● **Task details**: Reproduce word for word every line of the entries below, from the line containing "man in white" through the final line, and nothing else.

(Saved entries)
○ ○ ○ ○ ○

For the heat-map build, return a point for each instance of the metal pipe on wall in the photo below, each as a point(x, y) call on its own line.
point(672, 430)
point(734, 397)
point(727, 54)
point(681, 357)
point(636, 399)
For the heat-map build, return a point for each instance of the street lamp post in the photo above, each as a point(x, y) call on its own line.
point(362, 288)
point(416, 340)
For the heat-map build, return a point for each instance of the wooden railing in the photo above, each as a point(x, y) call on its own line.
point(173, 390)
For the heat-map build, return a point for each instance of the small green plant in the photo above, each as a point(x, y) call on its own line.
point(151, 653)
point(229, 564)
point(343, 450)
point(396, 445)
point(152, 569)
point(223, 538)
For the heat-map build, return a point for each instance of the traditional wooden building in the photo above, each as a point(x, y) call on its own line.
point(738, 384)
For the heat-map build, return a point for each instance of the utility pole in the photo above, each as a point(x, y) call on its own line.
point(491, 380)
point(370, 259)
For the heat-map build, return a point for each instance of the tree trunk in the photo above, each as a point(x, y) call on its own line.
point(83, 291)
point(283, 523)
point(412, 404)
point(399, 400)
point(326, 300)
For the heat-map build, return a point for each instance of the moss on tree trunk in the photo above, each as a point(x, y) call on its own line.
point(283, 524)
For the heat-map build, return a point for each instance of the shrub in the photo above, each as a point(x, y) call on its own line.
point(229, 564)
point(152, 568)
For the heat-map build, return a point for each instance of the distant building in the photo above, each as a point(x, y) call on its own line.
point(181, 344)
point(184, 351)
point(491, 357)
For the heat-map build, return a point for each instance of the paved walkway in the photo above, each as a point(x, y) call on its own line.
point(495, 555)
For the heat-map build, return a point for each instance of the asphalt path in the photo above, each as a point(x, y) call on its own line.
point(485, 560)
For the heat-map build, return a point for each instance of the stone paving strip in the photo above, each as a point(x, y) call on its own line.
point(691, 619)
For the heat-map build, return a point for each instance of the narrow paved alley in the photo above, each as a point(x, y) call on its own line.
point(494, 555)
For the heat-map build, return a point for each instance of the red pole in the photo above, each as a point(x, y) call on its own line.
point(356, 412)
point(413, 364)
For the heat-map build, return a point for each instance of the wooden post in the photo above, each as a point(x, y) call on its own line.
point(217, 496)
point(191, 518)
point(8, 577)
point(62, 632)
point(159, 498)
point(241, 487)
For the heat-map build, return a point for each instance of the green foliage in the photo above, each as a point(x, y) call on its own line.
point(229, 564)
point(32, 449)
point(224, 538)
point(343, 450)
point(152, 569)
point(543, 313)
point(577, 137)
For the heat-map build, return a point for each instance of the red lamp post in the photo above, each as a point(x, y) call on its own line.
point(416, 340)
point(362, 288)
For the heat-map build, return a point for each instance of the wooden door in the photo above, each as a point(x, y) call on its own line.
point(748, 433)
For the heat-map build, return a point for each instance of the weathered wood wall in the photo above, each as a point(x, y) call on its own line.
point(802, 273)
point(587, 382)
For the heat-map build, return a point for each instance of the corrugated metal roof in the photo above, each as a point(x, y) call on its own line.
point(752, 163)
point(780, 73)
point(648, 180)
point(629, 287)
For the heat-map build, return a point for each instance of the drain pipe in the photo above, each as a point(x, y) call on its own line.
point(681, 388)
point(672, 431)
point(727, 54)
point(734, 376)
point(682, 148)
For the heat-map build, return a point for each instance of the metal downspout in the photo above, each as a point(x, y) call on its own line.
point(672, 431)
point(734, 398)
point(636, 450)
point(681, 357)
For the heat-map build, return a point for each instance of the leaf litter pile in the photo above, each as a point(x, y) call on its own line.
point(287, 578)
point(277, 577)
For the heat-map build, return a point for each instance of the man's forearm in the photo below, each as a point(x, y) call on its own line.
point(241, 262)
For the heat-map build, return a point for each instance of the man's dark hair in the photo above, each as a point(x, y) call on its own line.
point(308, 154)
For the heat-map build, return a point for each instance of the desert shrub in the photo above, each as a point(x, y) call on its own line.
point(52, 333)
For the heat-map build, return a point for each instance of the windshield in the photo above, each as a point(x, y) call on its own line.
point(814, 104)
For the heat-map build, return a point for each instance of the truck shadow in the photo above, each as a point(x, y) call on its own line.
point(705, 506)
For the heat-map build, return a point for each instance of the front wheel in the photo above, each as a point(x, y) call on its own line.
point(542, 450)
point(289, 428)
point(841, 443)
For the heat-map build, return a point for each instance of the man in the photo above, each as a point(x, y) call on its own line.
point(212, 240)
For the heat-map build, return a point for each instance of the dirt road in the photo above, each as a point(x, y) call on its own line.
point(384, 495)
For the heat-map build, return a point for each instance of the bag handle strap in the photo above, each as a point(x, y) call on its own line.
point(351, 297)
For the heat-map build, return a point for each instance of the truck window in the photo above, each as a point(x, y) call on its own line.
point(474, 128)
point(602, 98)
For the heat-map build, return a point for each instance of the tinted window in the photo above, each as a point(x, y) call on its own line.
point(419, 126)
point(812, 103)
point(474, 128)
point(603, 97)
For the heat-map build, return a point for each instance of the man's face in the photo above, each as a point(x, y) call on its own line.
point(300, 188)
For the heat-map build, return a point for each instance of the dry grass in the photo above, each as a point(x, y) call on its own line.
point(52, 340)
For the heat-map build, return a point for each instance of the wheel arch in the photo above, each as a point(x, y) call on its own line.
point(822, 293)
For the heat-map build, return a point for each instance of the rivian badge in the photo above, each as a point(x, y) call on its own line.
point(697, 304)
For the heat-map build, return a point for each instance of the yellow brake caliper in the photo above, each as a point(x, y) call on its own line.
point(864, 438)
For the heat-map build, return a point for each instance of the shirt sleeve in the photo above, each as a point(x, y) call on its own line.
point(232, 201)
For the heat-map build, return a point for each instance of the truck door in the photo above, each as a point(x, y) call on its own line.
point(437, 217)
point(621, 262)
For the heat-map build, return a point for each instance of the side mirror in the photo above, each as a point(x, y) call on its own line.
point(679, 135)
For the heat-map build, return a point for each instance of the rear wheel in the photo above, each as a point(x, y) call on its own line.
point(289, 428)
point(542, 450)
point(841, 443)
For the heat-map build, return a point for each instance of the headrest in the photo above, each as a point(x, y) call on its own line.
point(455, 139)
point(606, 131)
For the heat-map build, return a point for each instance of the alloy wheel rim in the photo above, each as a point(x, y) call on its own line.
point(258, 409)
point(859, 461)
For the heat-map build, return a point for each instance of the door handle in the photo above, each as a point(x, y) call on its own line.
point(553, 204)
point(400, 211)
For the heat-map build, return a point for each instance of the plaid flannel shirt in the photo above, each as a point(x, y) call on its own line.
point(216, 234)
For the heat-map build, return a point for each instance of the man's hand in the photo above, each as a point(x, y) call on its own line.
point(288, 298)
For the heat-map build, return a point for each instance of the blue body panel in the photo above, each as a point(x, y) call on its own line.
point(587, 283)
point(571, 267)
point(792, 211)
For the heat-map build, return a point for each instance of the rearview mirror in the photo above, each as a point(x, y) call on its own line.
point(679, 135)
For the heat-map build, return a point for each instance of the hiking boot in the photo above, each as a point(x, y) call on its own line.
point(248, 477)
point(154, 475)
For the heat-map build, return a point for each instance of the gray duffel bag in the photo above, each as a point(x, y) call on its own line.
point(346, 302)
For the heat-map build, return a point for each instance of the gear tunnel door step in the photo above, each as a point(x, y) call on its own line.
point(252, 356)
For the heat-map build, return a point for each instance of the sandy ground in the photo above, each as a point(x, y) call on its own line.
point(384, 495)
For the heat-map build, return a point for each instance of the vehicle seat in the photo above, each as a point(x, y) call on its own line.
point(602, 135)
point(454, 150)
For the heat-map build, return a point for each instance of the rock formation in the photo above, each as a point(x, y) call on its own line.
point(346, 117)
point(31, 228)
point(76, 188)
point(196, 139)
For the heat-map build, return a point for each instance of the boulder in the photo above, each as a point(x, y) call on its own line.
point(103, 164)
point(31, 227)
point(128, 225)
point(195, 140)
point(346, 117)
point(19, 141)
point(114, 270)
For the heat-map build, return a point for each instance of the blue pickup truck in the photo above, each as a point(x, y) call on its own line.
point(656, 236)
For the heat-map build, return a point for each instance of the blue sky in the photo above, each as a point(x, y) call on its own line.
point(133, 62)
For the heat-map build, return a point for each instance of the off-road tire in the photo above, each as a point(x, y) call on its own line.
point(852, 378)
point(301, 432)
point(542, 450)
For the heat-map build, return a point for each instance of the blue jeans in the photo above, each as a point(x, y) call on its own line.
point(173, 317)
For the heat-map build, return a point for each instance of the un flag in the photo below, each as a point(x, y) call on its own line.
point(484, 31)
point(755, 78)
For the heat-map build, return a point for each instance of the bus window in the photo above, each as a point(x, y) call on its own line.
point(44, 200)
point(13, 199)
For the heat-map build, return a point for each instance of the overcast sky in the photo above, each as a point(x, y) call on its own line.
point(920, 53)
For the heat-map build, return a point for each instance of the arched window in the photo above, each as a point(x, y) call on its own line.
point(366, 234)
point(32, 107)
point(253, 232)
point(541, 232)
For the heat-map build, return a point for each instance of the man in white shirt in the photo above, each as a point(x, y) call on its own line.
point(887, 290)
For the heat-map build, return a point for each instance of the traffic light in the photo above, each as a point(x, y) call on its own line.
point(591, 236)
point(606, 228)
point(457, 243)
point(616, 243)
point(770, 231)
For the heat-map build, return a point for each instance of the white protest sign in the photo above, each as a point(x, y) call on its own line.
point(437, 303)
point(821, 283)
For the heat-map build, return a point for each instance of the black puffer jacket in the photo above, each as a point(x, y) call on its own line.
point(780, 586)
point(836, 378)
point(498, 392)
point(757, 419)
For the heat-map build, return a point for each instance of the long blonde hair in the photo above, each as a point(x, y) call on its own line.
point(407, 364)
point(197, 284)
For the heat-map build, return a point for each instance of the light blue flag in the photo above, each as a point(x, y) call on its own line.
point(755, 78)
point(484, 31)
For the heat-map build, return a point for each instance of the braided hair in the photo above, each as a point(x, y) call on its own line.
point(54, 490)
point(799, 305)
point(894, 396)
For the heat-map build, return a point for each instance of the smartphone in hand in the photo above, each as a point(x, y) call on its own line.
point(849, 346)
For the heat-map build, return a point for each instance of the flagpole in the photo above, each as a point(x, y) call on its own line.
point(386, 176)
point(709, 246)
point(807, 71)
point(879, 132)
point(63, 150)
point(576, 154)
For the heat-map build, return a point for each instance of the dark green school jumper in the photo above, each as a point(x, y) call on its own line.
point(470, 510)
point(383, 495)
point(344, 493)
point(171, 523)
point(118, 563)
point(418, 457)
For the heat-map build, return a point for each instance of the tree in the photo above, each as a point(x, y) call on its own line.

○ ○ ○ ○ ○

● **Task answer**:
For the heat-map build, return a point for each instance of the man in white shirt in the photo above, each as a point(x, y) call on its own line.
point(887, 290)
For the heat-map build, return a point for each instance of the traffic light in the photo above, each as a point(x, y) call on its own line.
point(591, 236)
point(606, 228)
point(457, 243)
point(616, 243)
point(770, 231)
For the heat-map build, return a point for each instance of the white protest sign in the photo above, each as a point(x, y) call on its own line.
point(437, 303)
point(821, 283)
For the heat-map build, return a point for each instance of the black puffer jacket in the photo above, each as a point(x, y) call on its own line.
point(780, 586)
point(836, 378)
point(498, 392)
point(757, 419)
For the heat-map build, return a point for each instance of the long blonde hair in the photo above, each as a point(x, y) call on its own line.
point(407, 364)
point(197, 284)
For the heat-map build, return a point for each instance of the light blue flag in the photo above, each as a point(x, y) call on its own line.
point(755, 78)
point(484, 31)
For the heat-map build, return a point for each instance of the braided hair in the photo above, each as a point(x, y) call on its own line.
point(54, 490)
point(799, 305)
point(894, 396)
For the heat-map build, return a point for each instance of the smartphone in hand in the photo above, each as a point(x, y) call on its own line.
point(849, 346)
For the heat-map build, return a point for each instance of the flagpole in the photo above, each as a point(x, y) call on its own line.
point(386, 176)
point(709, 246)
point(807, 71)
point(879, 132)
point(63, 150)
point(576, 154)
For the heat-map build, return a point for each instance of the dark green school jumper in the photo above, each as a point(x, y) call on its own line.
point(470, 510)
point(383, 495)
point(344, 493)
point(171, 523)
point(118, 563)
point(418, 457)
For the heat-map build, return a point for each instance of the tree in the photo above, each as a point(x, y) call on its own line.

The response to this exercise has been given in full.